• _WRITTEN PROBLEM_
Pull out each line of the data that contains the string "oversized". Case matters.

▶

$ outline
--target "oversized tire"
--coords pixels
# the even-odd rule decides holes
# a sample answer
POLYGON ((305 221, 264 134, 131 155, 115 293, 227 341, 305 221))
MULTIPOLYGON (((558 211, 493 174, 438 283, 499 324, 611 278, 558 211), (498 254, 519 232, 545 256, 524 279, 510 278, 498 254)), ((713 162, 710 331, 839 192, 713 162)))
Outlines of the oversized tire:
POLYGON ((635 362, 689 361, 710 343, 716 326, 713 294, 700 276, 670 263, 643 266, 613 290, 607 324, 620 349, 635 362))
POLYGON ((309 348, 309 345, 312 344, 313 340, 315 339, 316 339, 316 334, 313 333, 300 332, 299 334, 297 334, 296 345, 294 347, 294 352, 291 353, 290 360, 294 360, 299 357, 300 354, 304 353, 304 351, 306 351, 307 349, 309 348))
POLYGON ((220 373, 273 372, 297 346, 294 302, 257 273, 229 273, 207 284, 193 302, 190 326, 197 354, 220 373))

◀

• _RESULT OF THIS EXERCISE_
--target "oversized tire"
Outlines of the oversized tire:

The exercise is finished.